Source records ▸
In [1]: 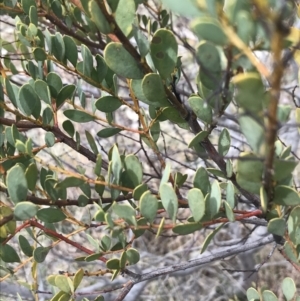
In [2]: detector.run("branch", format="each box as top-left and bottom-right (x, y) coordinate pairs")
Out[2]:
(0, 117), (108, 170)
(113, 235), (275, 300)
(0, 214), (13, 227)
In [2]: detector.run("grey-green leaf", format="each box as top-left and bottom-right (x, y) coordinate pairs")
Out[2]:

Exercise ▸ All lines in the listing above with the string "coordinate" should be returned.

Answer to the exercise ▸
In [2]: detector.run("branch", format="each box as top-left and bottom-right (x, y) coordinate pairs")
In [2]: detector.run("grey-green leaf", format="each box as top-left and bottom-right (x, y) coordinate pairs")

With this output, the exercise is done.